__Problem to solve__. Set down every one of the rows below word for word, with no changes.

__Source data__.
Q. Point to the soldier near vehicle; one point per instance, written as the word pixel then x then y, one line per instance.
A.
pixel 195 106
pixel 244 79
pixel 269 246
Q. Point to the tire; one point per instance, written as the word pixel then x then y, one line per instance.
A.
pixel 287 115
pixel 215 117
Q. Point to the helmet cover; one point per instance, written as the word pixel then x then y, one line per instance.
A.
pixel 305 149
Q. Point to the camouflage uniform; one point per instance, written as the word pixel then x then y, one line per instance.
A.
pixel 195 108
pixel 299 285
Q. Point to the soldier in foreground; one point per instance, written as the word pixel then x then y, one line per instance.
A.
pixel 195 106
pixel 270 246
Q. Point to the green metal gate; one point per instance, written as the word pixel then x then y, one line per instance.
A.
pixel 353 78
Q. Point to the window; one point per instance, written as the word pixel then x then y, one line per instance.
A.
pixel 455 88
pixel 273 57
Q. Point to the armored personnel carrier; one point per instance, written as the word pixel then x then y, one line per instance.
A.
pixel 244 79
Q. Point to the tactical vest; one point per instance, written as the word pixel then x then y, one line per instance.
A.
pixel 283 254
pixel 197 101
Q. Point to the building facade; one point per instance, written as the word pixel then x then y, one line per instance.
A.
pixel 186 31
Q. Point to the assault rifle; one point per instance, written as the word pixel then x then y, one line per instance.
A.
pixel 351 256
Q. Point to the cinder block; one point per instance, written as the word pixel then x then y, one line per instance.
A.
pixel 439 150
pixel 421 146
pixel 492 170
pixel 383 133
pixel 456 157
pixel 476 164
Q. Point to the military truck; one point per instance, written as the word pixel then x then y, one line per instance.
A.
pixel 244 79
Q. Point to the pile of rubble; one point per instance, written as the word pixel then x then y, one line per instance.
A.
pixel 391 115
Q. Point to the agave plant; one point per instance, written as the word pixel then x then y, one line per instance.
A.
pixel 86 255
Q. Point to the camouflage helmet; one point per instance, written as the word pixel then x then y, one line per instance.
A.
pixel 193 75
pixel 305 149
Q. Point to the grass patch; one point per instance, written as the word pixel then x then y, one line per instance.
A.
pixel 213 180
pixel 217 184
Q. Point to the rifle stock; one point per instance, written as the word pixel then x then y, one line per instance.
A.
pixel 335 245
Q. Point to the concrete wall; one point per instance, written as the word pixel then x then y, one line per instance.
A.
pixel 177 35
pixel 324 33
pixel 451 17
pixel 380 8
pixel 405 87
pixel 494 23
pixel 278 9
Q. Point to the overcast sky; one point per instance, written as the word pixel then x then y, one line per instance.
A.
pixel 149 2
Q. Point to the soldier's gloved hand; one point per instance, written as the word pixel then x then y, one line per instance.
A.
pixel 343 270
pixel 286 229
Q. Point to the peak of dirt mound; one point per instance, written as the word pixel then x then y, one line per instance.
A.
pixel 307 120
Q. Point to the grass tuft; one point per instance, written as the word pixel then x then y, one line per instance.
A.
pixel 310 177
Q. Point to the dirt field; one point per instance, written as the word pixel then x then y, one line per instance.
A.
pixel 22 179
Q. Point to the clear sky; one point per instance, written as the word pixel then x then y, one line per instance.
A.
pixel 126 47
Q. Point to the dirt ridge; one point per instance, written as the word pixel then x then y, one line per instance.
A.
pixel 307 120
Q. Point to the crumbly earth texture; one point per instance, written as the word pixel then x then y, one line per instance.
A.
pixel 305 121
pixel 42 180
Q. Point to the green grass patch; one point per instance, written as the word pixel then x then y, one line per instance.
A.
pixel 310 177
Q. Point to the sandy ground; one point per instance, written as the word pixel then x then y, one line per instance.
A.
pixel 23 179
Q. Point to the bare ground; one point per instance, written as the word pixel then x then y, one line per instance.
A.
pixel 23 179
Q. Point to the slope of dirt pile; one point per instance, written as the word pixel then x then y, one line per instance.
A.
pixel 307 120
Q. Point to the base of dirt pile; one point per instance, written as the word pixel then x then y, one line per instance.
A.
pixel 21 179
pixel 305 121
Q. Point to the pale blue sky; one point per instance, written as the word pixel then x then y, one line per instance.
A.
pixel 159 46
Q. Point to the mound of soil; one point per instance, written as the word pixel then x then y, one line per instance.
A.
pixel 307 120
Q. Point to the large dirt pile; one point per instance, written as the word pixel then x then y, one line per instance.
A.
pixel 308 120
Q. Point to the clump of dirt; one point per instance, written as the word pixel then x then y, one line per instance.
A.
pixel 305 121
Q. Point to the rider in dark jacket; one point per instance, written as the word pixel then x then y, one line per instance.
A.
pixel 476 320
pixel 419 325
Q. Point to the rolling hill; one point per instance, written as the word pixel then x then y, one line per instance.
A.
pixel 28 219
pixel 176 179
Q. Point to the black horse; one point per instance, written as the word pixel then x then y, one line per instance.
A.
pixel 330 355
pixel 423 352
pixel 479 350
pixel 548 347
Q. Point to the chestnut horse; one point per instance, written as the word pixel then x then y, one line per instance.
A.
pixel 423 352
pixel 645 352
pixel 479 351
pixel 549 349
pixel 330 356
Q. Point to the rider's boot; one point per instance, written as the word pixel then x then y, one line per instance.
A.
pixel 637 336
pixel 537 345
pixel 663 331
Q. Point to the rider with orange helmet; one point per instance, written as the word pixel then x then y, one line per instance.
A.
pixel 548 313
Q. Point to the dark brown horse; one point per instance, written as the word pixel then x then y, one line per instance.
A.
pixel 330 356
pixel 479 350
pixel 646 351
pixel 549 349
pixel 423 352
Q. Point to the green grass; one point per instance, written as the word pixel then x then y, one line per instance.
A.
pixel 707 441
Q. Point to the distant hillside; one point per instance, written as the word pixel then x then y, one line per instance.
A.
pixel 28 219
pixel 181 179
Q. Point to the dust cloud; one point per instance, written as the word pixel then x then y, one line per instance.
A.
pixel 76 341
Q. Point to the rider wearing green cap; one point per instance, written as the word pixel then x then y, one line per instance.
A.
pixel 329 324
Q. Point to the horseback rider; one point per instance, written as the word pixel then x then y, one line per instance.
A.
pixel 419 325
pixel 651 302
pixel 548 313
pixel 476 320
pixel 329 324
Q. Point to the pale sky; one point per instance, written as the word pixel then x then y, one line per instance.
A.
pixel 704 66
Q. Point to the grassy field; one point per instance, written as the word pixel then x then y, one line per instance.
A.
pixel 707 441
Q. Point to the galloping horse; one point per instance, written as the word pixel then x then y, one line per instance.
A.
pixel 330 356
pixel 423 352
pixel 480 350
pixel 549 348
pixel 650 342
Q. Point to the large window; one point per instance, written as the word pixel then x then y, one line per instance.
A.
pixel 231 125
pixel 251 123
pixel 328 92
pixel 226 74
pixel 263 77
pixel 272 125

__Expected answer__.
Q. Point to the soldier near vehicle; one point per instance, written as the word pixel then x then y, one line per instance.
A.
pixel 195 106
pixel 244 79
pixel 269 246
Q. Point to the tire; one point per instance, written as the word pixel then x then y, one line per instance.
A.
pixel 287 115
pixel 215 117
Q. Point to the helmet cover; one point per instance, written as the word pixel then x then y, one line per instance.
A.
pixel 305 149
Q. Point to the camouflage uniform; one point per instance, written as the word pixel then x then y, one line per instance.
A.
pixel 195 108
pixel 299 285
Q. Point to the soldier in foreground; one point per instance, written as the word pixel then x then y, one line per instance.
A.
pixel 195 106
pixel 270 246
Q. Point to the green metal gate; one point per instance, written as the word pixel then x then y, one line per instance.
A.
pixel 353 78
Q. Point to the window; one point per instance, written as the word pixel then x then y, one line per instance.
A.
pixel 455 88
pixel 273 57
Q. Point to the armored personnel carrier; one point per instance, written as the word pixel then x then y, one line per instance.
A.
pixel 244 79
Q. Point to the tactical vest; one point per instance, written as the word pixel then x then y, one line per instance.
A.
pixel 283 254
pixel 197 101
Q. Point to the building facade; one point per instance, written as the word pixel then x then y, one line per instance.
A.
pixel 186 31
Q. Point to the assault rifle; one point per instance, written as the word pixel then x then y, one line per instance.
A.
pixel 351 256
Q. Point to the cinder block; one point per instance, written as the word pixel then x then y, one line per instance.
A.
pixel 439 150
pixel 421 146
pixel 492 170
pixel 383 133
pixel 456 157
pixel 476 164
Q. Point to the military truck; one point per instance, written as the word pixel then x then y, one line per instance.
A.
pixel 244 79
Q. Point to the pile of rubble; one point per instance, written as the word pixel then x then y, one line per instance.
A.
pixel 391 115
Q. Point to the agave plant; one point per instance, written as the word pixel then x then y, one line per instance.
A.
pixel 86 255
Q. Point to the camouflage helmet; one point per instance, written as the word pixel then x then y, one line per instance.
A.
pixel 193 75
pixel 305 149
Q. Point to the grass patch; one point per instance, written as the word pixel then x then y, one line per instance.
A.
pixel 213 180
pixel 217 184
Q. Point to the rifle stock; one point per instance, written as the word pixel then x then y, one line per instance.
A.
pixel 335 245
Q. Point to the concrete wall; one point per instance, written as the word pixel then x then y, one line per instance.
A.
pixel 177 35
pixel 324 33
pixel 451 17
pixel 380 8
pixel 405 87
pixel 494 23
pixel 278 9
Q. Point to the overcast sky; one point per instance, written as the word pixel then x then y, one line per instance.
A.
pixel 149 2
Q. Point to the soldier's gloved hand; one point per instance, written as the word pixel then x then y, one line per instance.
A.
pixel 343 270
pixel 286 229
Q. Point to the peak of dirt mound; one point per instance, written as the word pixel then x then y, one line per instance.
A.
pixel 307 120
Q. Point to the grass tuft; one point per instance, written as the word pixel then x then y, one line per instance.
A.
pixel 310 177
Q. Point to the dirt field; one point per instance, written as the word pixel then x then y, one line per instance.
A.
pixel 22 179
Q. Point to the clear sky; one point per instance, written as the word pixel then x then y, one line per instance.
A.
pixel 126 47
Q. Point to the dirt ridge; one point per instance, written as the word pixel then x then y, one line per instance.
A.
pixel 307 120
Q. Point to the crumbly earth texture; one point per instance, written as the word pixel then x then y, one line per instance.
A.
pixel 305 121
pixel 42 180
Q. Point to the green grass patch; one point per instance, written as the word pixel then x then y, one line per instance.
A.
pixel 310 177
Q. Point to the sandy ground; one point per instance, written as the word pixel then x then y, one line per instance.
A.
pixel 23 179
Q. Point to the bare ground; one point per instance, written as the word pixel then x then y, one line per instance.
A.
pixel 23 179
Q. Point to the slope of dirt pile; one point per instance, written as the word pixel then x then y, one line per instance.
A.
pixel 307 120
Q. Point to the base of dirt pile; one point per instance, written as the word pixel then x then y, one line per instance.
A.
pixel 21 179
pixel 305 121
Q. Point to the pale blue sky; one point per instance, written as the word pixel then x then y, one line per instance.
A.
pixel 159 46
Q. Point to the mound of soil; one point per instance, written as the word pixel then x then y, one line per instance.
A.
pixel 307 120
Q. Point to the large dirt pile; one point per instance, written as the word pixel then x then y, one line per instance.
A.
pixel 308 120
Q. Point to the clump of dirt; one point per instance, written as the word pixel then x then y, one line per instance.
A.
pixel 305 121
Q. Point to the rider in dark jacket; one point per instance, written as the word pixel then x then y, one line per instance.
A.
pixel 476 320
pixel 419 325
Q. Point to the rolling hill; one point per instance, written as the word pixel then x then y, one line per instance.
A.
pixel 28 219
pixel 176 179
Q. Point to the black horse; one point per instance, written as the word pixel then x then y, one line per instance.
A.
pixel 330 355
pixel 423 352
pixel 479 350
pixel 548 347
Q. Point to the chestnut horse; one point per instance, written as the word pixel then x then y, one line per instance.
A.
pixel 423 352
pixel 645 352
pixel 479 351
pixel 549 349
pixel 330 356
Q. Point to the rider's boot; one point per instance, written as the word pixel then x then y, one line per instance.
A.
pixel 637 336
pixel 537 345
pixel 663 331
Q. Point to the rider with orange helmet; one point per instance, written as the word pixel then x then y, one line per instance.
A.
pixel 548 313
Q. Point to the dark brown horse; one point per instance, written as the word pixel then x then y, one line per instance.
A.
pixel 330 356
pixel 479 350
pixel 646 351
pixel 549 349
pixel 423 352
Q. Point to the green grass; one point per instance, written as the word pixel then x then y, one line per instance.
A.
pixel 707 441
Q. Point to the distant hillside; one point per instance, written as the word pixel then x then y, one line per instance.
A.
pixel 28 219
pixel 181 179
Q. Point to the dust cloud; one point per instance, written as the word pixel then x then y, one line per instance.
A.
pixel 76 341
Q. Point to the rider wearing green cap; one point per instance, written as the word pixel then x then y, one line per instance.
A.
pixel 329 324
Q. Point to the horseback rider; one point per instance, written as the word pixel then x then y, one line per instance.
A.
pixel 419 325
pixel 651 302
pixel 548 313
pixel 476 320
pixel 329 324
Q. Point to the pale sky; one point per instance, written as the word pixel then x then y, one line per instance.
A.
pixel 704 66
Q. Point to the grassy field; one point per instance, written as the word pixel then x then y, one line per instance.
A.
pixel 707 441
Q. Point to the galloping horse; one point per instance, written as the word pixel then x then y, one line per instance.
A.
pixel 330 356
pixel 423 352
pixel 480 350
pixel 549 348
pixel 650 342
Q. Point to the large window; one point per instance, written as the word pixel then x then y, one line per instance.
A.
pixel 231 125
pixel 251 123
pixel 328 92
pixel 226 74
pixel 263 77
pixel 272 125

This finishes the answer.